■ WHAT THE TASK ASKS: Copy out every line of the records below word for word, leaving out the pictures.

■ GIVEN RECORDS:
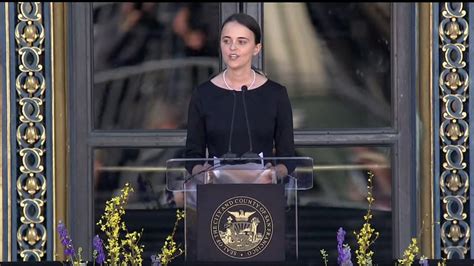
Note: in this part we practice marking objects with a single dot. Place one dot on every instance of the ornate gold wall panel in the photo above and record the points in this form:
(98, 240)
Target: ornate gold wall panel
(31, 179)
(453, 84)
(425, 96)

■ SOLUTION FOR THIS PROBLEM:
Note: in this part we practice marking objects with a single dot. Place one dot on every instance of the ornate gold wall panel in the photo above and record the points in this form:
(98, 240)
Target: ornate gold wall panel
(31, 179)
(453, 84)
(425, 96)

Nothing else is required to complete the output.